* _JOB_: Quote the lines below exactly, from the one that holds "Tag the black wire" through the final line of the records, and only those.
◆ ◆ ◆ ◆
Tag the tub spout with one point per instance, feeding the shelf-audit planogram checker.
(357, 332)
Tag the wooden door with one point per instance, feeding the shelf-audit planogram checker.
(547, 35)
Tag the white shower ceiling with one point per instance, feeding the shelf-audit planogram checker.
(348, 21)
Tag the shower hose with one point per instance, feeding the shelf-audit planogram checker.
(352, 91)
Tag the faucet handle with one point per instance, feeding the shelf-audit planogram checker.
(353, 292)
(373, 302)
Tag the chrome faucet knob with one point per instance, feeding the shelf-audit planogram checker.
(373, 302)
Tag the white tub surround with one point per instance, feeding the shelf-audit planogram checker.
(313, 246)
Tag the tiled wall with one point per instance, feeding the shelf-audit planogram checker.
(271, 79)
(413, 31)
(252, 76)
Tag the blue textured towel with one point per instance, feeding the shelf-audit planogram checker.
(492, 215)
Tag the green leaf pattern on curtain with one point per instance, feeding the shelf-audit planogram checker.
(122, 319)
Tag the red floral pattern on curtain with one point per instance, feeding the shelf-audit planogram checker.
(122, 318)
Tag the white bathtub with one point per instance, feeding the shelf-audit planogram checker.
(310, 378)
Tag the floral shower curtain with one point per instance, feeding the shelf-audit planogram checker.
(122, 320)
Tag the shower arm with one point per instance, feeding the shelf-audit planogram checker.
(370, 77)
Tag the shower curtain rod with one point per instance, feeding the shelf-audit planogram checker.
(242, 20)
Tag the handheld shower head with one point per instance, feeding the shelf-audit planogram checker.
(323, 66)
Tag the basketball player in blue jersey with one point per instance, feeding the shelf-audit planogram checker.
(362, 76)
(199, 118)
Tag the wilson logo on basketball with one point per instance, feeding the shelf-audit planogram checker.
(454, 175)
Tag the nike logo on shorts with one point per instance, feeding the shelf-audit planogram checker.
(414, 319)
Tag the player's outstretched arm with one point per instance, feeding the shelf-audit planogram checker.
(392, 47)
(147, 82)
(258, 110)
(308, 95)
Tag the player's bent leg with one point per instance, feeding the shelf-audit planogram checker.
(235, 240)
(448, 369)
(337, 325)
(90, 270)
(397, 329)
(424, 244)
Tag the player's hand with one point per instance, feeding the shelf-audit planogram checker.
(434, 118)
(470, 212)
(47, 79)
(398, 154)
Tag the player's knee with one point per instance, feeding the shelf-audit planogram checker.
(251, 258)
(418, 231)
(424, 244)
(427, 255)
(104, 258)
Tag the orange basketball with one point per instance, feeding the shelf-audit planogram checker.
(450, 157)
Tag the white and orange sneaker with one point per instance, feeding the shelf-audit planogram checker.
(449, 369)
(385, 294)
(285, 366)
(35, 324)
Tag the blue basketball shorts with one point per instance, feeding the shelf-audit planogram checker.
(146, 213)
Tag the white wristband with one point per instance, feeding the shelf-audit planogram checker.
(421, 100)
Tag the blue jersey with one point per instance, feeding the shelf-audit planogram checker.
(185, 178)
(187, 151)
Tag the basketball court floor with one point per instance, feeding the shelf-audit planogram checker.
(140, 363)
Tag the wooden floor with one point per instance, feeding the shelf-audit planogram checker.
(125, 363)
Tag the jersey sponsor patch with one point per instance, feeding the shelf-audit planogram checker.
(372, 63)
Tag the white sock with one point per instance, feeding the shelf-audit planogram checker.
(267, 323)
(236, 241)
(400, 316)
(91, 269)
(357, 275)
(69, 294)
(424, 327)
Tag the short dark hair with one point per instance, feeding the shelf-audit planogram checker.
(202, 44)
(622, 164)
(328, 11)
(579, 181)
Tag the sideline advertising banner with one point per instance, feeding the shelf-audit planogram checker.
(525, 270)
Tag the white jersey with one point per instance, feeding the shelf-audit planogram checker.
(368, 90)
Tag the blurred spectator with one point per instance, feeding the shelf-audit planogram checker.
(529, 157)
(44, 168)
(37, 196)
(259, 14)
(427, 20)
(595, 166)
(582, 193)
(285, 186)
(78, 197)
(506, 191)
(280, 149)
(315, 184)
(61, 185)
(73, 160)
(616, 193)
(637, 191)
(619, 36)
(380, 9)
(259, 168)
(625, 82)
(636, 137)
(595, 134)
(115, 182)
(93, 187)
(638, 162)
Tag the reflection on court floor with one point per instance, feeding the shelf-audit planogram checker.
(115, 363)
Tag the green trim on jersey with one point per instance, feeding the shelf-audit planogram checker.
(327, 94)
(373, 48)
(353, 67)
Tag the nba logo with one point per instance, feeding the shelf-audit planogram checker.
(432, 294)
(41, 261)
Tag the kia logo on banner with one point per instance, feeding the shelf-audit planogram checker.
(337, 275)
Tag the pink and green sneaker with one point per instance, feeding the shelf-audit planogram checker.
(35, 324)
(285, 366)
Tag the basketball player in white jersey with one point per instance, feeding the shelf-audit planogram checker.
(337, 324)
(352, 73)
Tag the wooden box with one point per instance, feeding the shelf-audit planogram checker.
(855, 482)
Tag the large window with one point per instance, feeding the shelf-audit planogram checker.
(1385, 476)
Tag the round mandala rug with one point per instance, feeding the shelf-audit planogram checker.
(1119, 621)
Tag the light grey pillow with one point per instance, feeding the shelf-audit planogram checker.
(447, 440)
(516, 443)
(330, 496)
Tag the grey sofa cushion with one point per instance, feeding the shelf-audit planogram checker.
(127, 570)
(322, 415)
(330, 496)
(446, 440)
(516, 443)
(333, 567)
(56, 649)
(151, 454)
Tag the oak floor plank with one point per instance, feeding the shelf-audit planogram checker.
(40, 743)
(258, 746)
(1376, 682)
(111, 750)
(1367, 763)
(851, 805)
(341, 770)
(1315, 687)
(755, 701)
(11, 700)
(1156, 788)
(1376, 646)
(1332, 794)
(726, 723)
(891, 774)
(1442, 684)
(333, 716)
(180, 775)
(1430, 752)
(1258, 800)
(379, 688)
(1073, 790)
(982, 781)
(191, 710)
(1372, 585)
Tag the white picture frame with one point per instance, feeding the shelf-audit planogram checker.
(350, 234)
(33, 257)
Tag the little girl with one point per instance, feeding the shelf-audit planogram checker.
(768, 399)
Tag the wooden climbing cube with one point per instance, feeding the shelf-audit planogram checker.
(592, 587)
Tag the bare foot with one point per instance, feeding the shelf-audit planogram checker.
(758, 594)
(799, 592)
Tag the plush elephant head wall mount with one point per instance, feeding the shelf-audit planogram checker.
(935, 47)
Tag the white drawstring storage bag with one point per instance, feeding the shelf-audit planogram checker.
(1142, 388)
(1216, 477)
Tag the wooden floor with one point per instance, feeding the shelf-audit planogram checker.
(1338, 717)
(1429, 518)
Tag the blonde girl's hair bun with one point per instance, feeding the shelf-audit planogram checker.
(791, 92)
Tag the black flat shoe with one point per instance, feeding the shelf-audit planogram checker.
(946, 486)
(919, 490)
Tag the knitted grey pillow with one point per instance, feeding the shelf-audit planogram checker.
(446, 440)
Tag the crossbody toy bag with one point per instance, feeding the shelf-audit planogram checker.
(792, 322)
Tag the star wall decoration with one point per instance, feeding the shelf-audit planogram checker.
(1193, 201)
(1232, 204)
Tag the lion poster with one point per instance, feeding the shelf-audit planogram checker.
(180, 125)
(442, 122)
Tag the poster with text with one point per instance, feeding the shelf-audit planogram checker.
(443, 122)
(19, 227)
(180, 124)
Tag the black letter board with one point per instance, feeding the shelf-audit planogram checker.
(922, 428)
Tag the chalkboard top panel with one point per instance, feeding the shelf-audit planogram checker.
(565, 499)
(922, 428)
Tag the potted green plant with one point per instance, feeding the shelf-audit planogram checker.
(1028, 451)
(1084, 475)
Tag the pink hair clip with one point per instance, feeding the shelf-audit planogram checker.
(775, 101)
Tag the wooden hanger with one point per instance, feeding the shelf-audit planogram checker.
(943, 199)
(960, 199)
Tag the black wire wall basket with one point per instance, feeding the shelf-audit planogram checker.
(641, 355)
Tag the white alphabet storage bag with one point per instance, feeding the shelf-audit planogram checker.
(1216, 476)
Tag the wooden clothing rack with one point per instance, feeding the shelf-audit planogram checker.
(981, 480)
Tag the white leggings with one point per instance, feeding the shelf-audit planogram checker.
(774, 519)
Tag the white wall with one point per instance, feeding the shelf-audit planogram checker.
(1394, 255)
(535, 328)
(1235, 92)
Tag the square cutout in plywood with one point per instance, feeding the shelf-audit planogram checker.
◆ ◆ ◆ ◆
* _WORKED ANSWER_:
Tag the black wire wall basket with one point per instance, feeding the shelf-audit planogram checker.
(641, 355)
Tag the white alphabet storage bag with one point per instance, feeding the shelf-audit planogram checker.
(1216, 476)
Tag the wooden clothing rack with one point per instance, feeding the shelf-audit planogram checker.
(981, 480)
Tag the white leggings with one point per instance, feeding the shelf-audit planogram checker.
(774, 519)
Tag the white wall with one point per instance, feeding the shelf-audit planogram checker.
(1394, 255)
(535, 328)
(1235, 92)
Tag the square cutout in plywood with one point per instance, feeding the shelf-audit planogram checker.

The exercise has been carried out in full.